Data excerpts below:

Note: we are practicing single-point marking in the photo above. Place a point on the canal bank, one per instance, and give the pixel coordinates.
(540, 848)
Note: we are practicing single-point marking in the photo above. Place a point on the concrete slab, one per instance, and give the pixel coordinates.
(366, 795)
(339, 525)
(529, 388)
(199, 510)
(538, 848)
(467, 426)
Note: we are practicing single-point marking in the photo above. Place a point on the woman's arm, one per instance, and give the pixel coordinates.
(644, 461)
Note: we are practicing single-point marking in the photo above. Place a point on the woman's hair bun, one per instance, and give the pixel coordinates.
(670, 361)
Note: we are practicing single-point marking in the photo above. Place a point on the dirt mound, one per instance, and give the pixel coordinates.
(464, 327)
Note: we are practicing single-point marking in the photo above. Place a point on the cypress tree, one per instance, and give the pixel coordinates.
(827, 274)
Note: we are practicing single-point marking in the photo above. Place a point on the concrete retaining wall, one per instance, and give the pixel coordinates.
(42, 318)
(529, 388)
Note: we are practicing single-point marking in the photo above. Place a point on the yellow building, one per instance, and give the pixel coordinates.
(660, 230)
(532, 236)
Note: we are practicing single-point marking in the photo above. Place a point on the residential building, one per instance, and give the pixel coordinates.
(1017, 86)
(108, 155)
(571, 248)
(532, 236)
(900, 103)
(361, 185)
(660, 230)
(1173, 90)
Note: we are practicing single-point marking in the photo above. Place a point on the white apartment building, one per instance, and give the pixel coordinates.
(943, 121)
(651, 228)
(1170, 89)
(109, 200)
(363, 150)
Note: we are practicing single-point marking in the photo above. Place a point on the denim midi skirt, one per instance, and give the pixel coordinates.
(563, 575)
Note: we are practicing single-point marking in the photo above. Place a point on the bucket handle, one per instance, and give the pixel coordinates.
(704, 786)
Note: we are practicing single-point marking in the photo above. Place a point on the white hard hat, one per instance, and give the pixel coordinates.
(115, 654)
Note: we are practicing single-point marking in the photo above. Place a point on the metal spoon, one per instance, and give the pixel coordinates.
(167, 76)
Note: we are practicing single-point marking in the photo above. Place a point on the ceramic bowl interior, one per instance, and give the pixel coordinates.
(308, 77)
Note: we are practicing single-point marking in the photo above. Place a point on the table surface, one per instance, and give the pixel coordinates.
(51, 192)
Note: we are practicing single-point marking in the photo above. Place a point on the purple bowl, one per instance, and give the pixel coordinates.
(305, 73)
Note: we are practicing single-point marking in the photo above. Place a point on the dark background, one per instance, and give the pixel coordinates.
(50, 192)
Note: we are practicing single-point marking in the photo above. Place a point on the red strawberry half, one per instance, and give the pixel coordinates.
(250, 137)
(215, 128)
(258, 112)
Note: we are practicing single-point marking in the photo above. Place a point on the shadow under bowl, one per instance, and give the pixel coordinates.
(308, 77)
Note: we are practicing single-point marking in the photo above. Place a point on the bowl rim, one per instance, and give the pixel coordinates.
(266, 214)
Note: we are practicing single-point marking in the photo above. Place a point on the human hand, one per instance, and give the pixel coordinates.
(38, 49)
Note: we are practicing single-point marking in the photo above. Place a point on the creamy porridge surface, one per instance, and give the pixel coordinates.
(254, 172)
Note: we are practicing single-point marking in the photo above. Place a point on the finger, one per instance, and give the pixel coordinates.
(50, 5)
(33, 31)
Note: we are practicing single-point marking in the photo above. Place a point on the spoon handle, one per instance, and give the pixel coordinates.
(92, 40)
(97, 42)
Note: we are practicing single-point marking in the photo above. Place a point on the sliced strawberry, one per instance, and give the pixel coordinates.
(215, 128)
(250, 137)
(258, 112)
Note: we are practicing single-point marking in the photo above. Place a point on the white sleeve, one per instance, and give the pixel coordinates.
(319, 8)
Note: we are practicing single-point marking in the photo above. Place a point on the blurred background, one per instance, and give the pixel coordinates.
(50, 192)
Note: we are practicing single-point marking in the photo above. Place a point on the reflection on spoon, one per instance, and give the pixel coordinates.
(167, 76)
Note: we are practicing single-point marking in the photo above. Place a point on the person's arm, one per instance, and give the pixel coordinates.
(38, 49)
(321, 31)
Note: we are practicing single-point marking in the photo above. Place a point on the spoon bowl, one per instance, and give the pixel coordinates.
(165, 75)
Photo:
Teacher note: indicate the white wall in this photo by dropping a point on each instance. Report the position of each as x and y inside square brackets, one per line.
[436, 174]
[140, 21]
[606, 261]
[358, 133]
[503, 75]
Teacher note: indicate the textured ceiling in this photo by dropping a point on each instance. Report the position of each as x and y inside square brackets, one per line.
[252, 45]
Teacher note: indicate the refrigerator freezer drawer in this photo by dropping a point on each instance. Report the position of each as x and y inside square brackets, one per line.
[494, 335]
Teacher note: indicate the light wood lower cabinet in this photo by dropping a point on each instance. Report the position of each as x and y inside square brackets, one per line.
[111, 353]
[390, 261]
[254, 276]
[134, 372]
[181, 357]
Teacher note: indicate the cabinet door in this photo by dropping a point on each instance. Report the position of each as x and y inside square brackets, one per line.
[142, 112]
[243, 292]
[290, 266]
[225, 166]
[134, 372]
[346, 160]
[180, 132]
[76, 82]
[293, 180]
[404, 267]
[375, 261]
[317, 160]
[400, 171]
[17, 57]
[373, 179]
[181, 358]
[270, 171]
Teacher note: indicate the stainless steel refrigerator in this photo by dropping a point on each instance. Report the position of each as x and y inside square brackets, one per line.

End of Data excerpts.

- Exercise -
Every entry in the data should be returned exactly.

- Response to the exercise -
Note: we are practicing single-point marking in the photo above. Place a point on the canal bank, one per instance, and give the pixel coordinates.
(540, 848)
Note: we are practicing single-point marking in the photo above. Place a point on the concrete slab, one per instance, and give the pixel coordinates.
(366, 795)
(339, 525)
(529, 388)
(199, 510)
(538, 848)
(467, 426)
Note: we are practicing single-point marking in the photo above. Place a point on the woman's arm, one per instance, and give the pixel coordinates.
(644, 461)
Note: we are practicing single-point marking in the photo above. Place a point on the woman's hair bun, one per instance, and give the pixel coordinates.
(670, 361)
Note: we are practicing single-point marking in the photo above. Place a point on the dirt mound, one per instance, and give the pixel coordinates.
(464, 327)
Note: we are practicing single-point marking in the photo above. Place a point on the cypress tree, one per instance, and give the pixel coordinates.
(827, 274)
Note: we are practicing single-point marking in the photo above. Place a point on the concrete retaining wall, one per instance, and give the pixel coordinates.
(42, 318)
(529, 388)
Note: we are practicing single-point marking in the photo above. Place a point on the yellow building, one per instance, and give the pixel coordinates.
(660, 230)
(532, 236)
Note: we are practicing single-point marking in the photo above. Place a point on the residential building, one per instance, and give the pixel coordinates.
(1017, 86)
(108, 155)
(571, 248)
(532, 236)
(900, 103)
(361, 185)
(660, 230)
(1173, 90)
Note: we are practicing single-point marking in the photo above. Place a point on the white apartment building, one per instance, and give the pixel coordinates.
(943, 121)
(651, 228)
(1170, 89)
(109, 200)
(363, 150)
Note: we are practicing single-point marking in the photo above. Place a point on the denim midi skirt, one per instance, and give the pixel coordinates.
(563, 575)
Note: we are practicing single-point marking in the photo above. Place a point on the bucket handle, one per instance, and give the pixel coordinates.
(704, 786)
Note: we are practicing single-point marking in the photo above. Place a point on the white hard hat, one per instance, and give the pixel coordinates.
(115, 654)
Note: we are practicing single-point marking in the photo above. Place a point on the metal spoon, one per instance, and give the pixel coordinates.
(167, 76)
Note: we are practicing single-point marking in the photo above. Place a point on the ceramic bowl interior, one per instance, and give the pixel coordinates.
(308, 77)
Note: we are practicing single-point marking in the photo above. Place a point on the table surface, one per instance, and give the pixel coordinates.
(51, 192)
Note: we are practicing single-point marking in the photo above. Place a point on the purple bowl, one per instance, and give the pixel coordinates.
(305, 73)
Note: we are practicing single-point marking in the photo above. Place a point on the dark background, one per instance, and give the pixel coordinates.
(50, 192)
Note: we are practicing single-point marking in the photo above. Place a point on the red strawberry half, one per instance, and give the pixel coordinates.
(250, 137)
(215, 128)
(258, 112)
Note: we are practicing single-point marking in the photo above. Place a point on the shadow under bowl, one per instance, and give the pixel coordinates.
(308, 77)
Note: we are practicing single-point marking in the photo above. Place a point on the bowl rim, one per instance, and give the pixel coordinates.
(266, 214)
Note: we are practicing single-point marking in the photo above. Place a point on the human hand, one per instance, and give the pixel coordinates.
(38, 49)
Note: we are practicing single-point marking in the photo above. Place a point on the creamy porridge surface, one per instance, and give the pixel coordinates.
(254, 172)
Note: we are practicing single-point marking in the photo above. Place a point on the finger, one per instance, and give the pixel coordinates.
(50, 5)
(33, 31)
Note: we are practicing single-point marking in the photo above. Place a point on the spoon handle, one per instance, and give the pixel coordinates.
(92, 40)
(97, 42)
Note: we are practicing single-point marking in the photo above. Place a point on the sliced strawberry, one per instance, and give the pixel coordinates.
(215, 128)
(250, 137)
(258, 112)
Note: we are practicing single-point marking in the photo above. Place a point on the white sleeve, one per instance, and give the pixel coordinates.
(319, 8)
Note: we are practicing single-point marking in the photo above. Place a point on the blurred background, one per instance, and give the pixel coordinates.
(50, 192)
Note: we are practicing single-point marking in the photo above. Place a point on the reflection on spoon, one per instance, and give the pixel coordinates.
(167, 76)
Note: we are practicing single-point marking in the photo above. Place a point on the person's arm, one per instance, and give the pixel coordinates.
(38, 49)
(321, 31)
Note: we are practicing single-point marking in the photo above. Place a point on the spoon bowl, one per instance, and give the pixel coordinates.
(165, 75)
Photo:
Teacher note: indicate the white wall in this photo by dropping a point on each instance. Report the position of each as x and y inside square brackets, one per line.
[436, 174]
[140, 21]
[606, 261]
[358, 133]
[503, 75]
Teacher note: indicate the textured ceiling in this photo by dropping a point on each instance. Report the position of each as x and y inside square brackets, one per line.
[252, 45]
Teacher note: indicate the refrigerator freezer drawer in this photo by dropping a point on each instance. Report the position of each as x and y inside square brackets, one per line.
[494, 335]
Teacher note: indicate the light wood lower cabinet in this photo by dropping a point on each instance. Report the position of each as x and y inside square brackets, one per line.
[111, 353]
[390, 261]
[254, 276]
[134, 372]
[181, 357]
Teacher note: indicate the cabinet door in this photo by dropping a point on each instance. Report the position of each as x and y inside square brackets, one per line.
[142, 112]
[243, 292]
[290, 266]
[225, 166]
[134, 372]
[346, 160]
[180, 132]
[76, 82]
[293, 180]
[404, 267]
[375, 261]
[317, 160]
[400, 171]
[17, 57]
[373, 179]
[181, 358]
[270, 171]
Teacher note: indicate the stainless steel refrigerator in this photo by dropping a point on each instance. Report the position of each as x and y inside square brackets, one per line.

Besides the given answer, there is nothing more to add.